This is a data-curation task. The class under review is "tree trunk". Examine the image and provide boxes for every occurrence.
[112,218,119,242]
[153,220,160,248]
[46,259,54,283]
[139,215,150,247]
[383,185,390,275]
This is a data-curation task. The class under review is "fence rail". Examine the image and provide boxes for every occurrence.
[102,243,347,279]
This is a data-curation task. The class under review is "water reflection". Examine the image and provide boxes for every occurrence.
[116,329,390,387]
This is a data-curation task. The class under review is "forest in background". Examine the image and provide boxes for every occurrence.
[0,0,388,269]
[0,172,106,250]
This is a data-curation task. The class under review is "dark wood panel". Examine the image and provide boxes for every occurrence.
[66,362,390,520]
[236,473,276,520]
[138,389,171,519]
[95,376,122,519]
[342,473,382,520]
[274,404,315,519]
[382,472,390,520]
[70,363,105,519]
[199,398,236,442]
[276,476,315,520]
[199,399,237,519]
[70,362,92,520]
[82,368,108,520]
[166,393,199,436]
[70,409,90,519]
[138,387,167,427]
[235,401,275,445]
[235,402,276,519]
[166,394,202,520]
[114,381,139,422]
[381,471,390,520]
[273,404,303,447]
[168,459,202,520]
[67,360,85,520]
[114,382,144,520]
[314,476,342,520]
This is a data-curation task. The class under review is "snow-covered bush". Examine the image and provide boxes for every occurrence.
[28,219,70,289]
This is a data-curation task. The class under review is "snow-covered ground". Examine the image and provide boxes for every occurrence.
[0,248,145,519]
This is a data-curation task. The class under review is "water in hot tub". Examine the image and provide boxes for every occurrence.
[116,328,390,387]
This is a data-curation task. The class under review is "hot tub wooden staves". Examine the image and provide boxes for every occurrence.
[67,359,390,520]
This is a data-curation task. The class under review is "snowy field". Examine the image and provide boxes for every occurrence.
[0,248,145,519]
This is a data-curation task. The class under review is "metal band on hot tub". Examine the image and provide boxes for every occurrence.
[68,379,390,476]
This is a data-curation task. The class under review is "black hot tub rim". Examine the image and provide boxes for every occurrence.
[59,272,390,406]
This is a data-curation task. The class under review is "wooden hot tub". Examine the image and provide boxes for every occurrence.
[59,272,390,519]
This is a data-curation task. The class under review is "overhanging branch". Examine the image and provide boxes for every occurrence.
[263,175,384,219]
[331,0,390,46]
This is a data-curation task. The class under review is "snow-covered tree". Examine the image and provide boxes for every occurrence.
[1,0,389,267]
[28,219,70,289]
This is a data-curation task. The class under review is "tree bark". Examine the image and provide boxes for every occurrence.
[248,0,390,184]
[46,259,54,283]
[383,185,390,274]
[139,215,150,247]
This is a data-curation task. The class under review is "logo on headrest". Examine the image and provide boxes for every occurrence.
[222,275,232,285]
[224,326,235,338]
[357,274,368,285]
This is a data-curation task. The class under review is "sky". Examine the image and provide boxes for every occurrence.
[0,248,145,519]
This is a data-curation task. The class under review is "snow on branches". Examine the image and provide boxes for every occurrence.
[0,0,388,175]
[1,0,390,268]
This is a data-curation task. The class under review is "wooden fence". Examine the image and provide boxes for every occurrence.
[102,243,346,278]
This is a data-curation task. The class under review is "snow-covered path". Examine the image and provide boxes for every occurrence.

──────────────────────────────

_Problem requirements_.
A full, exact copy of the entries is the required answer.

_Task result_.
This is a data-curation task. The class under review is "tree trunk". Examine the image and provide boxes for every occurrence.
[112,218,119,242]
[153,220,160,248]
[46,259,54,283]
[139,215,150,247]
[383,185,390,275]
This is a data-curation task. The class under review is "fence rail". Examine the image and provide boxes for every occurrence.
[102,243,347,279]
This is a data-curation task. The class under review is "water reflection". Examine the image and provide boxes for every occurrence.
[116,329,390,387]
This is a data-curation task. The class under review is "forest in background". Examine the image and provide boxes for every occurrence.
[0,0,388,269]
[0,172,106,250]
This is a data-curation task. The class under review is "dark wood panel". Examine the image and provide boxes for every occurrence.
[66,362,390,520]
[236,473,276,520]
[138,389,171,519]
[95,376,122,519]
[342,473,382,520]
[274,404,315,519]
[382,472,390,520]
[70,363,105,519]
[199,398,236,442]
[276,476,315,520]
[199,399,237,519]
[70,362,92,520]
[82,368,108,520]
[166,393,199,436]
[70,409,90,519]
[138,387,167,427]
[235,401,275,445]
[235,402,276,519]
[166,394,202,520]
[114,381,139,422]
[381,471,390,520]
[273,404,303,447]
[168,459,202,520]
[67,360,85,520]
[114,382,144,520]
[314,476,342,520]
This is a data-curation task. The class under review is "snow-covered bush". Examine the image and provide boxes for every occurrence.
[28,219,70,289]
This is a data-curation task. The class under review is "snow-covered ground". Examine the image and provide boxes for every occurrence.
[0,248,145,519]
This is a data-curation task. The class under review is "water in hot tub". Examine the image and provide boxes for every occurrence.
[116,328,390,387]
This is a data-curation task. The class under review is "hot tub wooden staves". Examine the image and provide boxes for every occurrence.
[67,359,390,520]
This is a data-curation task. The class under review is "snowy field". Examine the image and provide boxes for every occurrence.
[0,248,145,519]
This is a data-curation task. The class under review is "metal band on hot tub". Examine the image and provide boxes for every occurrence.
[68,379,390,476]
This is a data-curation task. The class under review is "black hot tub rim". Examine the image and provide boxes for every occurrence.
[59,272,390,406]
This is a data-curation task. The class under review is "wooden hot tub". Examine the image and provide boxes for every occurrence.
[59,272,390,519]
This is a data-curation task. The class under review is "overhanging branch". Examine the image and provide boxes for every occurrence.
[263,175,384,219]
[331,0,390,46]
This is a data-curation task. The class under review is "snow-covered tree". Examine the image and provide boxes for every occurrence.
[1,0,389,267]
[28,219,70,289]
This is a data-curation task. The class under review is "tree bark". Examine the image and provide boxes for every occurrence.
[248,0,390,184]
[46,259,54,283]
[383,185,390,274]
[139,215,150,247]
This is a data-curation task. The class under review is "logo on headrest". Examine the image and provide boxes for every occurrence.
[222,275,232,285]
[224,326,235,338]
[357,274,368,285]
This is a data-curation task. The class under review is "sky". Examine the image and provide boxes for every occurrence.
[0,248,145,519]
This is a data-curation task. The class under review is "snow on branches". Examine the image and provide boxes for every occurrence.
[0,0,388,175]
[1,0,390,268]
This is a data-curation task. The class under review is "wooden fence". Examine the image and provide boxes for every occurrence.
[102,243,346,278]
This is a data-curation task. The class under review is "snow-covered path". Examine the image and provide boxes for every occurrence.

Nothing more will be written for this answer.